START MATERIAL FOR THIS EXERCISE

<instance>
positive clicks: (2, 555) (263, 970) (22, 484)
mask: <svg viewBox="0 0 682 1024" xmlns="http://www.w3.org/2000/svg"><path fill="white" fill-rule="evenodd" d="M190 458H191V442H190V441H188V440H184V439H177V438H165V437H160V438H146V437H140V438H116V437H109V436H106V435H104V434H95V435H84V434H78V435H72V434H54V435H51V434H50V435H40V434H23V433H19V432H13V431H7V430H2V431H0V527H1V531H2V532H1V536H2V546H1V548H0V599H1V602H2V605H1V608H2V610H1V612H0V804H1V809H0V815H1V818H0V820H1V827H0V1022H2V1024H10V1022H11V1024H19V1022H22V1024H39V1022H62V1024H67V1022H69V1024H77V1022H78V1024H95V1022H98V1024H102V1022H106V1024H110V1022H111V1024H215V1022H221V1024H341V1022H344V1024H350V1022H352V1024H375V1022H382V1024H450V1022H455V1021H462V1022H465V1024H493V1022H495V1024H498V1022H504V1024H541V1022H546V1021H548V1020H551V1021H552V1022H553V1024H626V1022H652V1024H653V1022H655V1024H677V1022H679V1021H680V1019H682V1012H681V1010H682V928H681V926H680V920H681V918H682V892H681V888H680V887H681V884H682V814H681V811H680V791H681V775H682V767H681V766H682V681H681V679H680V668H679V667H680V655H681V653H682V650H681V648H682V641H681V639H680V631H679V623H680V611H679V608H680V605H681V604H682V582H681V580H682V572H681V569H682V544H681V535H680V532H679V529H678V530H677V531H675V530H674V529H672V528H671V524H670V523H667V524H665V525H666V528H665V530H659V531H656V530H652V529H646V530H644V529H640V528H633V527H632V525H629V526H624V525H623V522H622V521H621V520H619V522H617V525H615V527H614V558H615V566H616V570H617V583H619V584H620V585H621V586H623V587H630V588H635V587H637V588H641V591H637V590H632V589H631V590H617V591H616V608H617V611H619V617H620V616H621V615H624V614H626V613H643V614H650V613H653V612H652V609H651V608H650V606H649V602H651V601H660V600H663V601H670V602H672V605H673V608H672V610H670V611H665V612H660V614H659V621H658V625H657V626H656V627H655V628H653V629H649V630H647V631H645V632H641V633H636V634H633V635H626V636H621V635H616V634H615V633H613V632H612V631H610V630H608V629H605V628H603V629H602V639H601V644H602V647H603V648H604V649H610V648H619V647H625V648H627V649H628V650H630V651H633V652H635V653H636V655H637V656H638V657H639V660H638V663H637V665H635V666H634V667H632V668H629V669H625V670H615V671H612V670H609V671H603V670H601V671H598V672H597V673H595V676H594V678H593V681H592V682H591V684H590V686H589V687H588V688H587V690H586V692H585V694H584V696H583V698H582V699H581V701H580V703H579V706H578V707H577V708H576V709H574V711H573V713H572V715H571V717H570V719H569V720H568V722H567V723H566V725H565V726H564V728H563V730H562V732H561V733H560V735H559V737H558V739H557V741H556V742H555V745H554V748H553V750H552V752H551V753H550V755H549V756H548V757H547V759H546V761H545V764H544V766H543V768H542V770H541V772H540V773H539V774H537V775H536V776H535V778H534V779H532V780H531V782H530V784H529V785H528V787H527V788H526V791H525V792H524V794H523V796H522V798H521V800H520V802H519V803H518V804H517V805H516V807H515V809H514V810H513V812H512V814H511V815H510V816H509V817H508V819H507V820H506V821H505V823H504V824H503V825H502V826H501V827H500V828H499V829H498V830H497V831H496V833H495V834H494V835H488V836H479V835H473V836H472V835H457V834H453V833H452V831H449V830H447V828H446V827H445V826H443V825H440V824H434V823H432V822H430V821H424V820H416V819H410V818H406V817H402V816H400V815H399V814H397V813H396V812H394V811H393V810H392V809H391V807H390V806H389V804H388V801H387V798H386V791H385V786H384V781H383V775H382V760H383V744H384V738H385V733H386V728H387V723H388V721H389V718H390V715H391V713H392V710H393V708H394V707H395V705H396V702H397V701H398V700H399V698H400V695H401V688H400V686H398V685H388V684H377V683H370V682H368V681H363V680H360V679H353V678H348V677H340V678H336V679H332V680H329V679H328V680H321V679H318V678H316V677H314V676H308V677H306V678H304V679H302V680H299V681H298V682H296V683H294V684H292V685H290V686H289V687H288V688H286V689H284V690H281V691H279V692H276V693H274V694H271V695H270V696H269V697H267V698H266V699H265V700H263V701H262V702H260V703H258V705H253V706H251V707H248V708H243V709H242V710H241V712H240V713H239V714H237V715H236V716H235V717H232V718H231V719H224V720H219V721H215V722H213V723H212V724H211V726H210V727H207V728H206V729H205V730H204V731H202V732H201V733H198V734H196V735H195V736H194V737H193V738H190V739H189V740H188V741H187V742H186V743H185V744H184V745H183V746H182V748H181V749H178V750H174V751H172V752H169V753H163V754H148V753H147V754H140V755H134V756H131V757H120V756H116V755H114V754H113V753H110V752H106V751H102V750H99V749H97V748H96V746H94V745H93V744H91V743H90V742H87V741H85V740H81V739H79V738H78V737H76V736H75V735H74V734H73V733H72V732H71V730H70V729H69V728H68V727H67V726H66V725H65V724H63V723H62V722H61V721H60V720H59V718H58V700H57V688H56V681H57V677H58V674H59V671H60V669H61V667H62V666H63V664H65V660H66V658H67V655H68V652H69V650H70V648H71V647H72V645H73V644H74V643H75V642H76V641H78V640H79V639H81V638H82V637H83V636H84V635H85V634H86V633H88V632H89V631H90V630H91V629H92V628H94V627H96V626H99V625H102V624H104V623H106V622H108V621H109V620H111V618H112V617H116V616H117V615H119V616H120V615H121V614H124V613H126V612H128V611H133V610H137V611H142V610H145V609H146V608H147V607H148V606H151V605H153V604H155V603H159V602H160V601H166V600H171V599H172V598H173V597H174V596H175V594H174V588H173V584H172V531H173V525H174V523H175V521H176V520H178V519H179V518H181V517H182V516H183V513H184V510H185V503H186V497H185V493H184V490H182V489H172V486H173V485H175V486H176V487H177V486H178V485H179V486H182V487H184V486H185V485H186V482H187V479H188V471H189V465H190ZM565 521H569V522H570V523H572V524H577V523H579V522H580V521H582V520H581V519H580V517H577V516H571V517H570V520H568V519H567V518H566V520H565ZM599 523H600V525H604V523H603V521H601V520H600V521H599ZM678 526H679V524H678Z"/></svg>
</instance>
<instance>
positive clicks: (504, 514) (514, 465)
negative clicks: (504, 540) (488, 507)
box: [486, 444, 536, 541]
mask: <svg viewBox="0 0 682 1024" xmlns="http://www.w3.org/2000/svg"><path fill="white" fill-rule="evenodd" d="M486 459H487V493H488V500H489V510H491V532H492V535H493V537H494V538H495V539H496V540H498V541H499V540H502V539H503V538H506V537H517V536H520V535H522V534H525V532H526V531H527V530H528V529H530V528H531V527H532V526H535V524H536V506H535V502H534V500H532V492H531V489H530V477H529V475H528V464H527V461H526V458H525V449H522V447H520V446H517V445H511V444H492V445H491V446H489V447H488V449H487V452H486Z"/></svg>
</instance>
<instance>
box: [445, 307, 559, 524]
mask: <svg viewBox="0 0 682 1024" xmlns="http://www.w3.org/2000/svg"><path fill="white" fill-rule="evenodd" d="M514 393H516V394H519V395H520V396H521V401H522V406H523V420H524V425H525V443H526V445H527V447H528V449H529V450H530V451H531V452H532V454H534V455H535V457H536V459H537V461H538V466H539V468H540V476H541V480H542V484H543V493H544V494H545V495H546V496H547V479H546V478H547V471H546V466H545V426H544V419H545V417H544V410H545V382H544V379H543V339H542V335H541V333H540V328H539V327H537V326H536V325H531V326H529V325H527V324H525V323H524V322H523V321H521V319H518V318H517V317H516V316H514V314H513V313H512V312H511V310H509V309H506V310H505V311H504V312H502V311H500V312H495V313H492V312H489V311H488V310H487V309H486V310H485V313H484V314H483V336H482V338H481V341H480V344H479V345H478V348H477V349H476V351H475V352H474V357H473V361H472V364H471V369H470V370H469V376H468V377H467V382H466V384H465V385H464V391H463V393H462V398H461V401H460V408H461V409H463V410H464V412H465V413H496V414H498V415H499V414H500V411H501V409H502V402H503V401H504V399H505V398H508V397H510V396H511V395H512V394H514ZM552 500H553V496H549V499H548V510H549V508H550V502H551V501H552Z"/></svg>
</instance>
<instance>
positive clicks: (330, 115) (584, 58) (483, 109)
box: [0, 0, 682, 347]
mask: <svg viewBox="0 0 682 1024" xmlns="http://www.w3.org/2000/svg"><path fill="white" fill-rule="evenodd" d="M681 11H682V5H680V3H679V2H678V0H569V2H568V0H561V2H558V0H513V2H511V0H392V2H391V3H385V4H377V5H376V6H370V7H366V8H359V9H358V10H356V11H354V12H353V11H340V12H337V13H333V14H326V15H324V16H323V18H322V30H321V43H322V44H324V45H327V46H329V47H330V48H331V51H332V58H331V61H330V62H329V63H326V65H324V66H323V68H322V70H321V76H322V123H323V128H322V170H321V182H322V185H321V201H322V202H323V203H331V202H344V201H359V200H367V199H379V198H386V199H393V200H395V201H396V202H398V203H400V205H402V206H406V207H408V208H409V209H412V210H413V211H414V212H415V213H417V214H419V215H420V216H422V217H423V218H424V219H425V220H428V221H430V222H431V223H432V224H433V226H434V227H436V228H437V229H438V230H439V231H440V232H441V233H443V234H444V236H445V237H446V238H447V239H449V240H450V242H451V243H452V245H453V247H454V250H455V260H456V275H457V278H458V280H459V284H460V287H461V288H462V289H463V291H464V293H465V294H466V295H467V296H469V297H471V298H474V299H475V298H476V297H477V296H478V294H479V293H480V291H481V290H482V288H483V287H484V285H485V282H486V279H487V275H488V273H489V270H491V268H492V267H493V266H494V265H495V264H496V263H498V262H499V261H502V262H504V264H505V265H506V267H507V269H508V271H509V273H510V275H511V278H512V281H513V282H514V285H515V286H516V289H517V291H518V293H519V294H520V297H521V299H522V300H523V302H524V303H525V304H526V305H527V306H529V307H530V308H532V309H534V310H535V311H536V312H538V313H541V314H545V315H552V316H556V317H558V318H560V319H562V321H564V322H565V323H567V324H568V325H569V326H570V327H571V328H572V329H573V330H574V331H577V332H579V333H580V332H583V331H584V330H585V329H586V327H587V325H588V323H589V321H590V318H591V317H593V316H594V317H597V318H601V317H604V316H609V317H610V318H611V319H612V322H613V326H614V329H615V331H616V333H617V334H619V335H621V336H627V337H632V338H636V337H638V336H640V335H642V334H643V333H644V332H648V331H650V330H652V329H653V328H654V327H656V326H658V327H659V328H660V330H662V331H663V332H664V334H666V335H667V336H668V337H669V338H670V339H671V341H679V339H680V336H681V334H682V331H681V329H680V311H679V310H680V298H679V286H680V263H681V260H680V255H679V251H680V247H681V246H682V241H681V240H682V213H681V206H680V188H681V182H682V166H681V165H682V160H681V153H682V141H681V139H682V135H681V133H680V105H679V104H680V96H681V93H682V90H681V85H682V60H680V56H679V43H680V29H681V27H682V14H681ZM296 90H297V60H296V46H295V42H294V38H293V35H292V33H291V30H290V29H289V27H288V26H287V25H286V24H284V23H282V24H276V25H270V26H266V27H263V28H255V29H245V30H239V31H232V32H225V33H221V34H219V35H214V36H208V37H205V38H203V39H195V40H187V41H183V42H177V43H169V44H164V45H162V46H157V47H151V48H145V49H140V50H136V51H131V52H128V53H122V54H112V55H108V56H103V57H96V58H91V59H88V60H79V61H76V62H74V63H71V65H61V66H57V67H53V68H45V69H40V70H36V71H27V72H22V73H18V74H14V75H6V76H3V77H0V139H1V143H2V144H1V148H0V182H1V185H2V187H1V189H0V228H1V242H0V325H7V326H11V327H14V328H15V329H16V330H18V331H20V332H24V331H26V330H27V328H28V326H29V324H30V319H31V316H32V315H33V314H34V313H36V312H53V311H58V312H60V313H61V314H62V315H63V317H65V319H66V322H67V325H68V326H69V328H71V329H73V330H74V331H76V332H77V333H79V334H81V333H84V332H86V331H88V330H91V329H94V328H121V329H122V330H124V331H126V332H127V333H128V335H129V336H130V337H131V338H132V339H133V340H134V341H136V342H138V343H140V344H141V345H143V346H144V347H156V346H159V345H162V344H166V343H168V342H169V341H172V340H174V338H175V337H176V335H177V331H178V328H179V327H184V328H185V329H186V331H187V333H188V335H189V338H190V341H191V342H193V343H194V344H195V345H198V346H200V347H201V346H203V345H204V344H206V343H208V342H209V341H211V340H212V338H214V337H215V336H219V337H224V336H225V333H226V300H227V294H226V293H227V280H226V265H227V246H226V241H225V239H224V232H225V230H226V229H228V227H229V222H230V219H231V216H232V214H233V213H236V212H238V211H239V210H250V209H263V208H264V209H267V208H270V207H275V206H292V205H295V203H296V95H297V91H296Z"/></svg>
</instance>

END MATERIAL FOR THIS EXERCISE

### WHAT THE TASK REQUIRES:
Every line of the records containing the word "clicks" must appear in the answer.

### ANSWER TO THE EXERCISE:
positive clicks: (2, 555) (263, 970) (22, 484)
positive clicks: (504, 514) (514, 465)
negative clicks: (504, 540) (488, 507)
positive clicks: (330, 115) (584, 58) (483, 109)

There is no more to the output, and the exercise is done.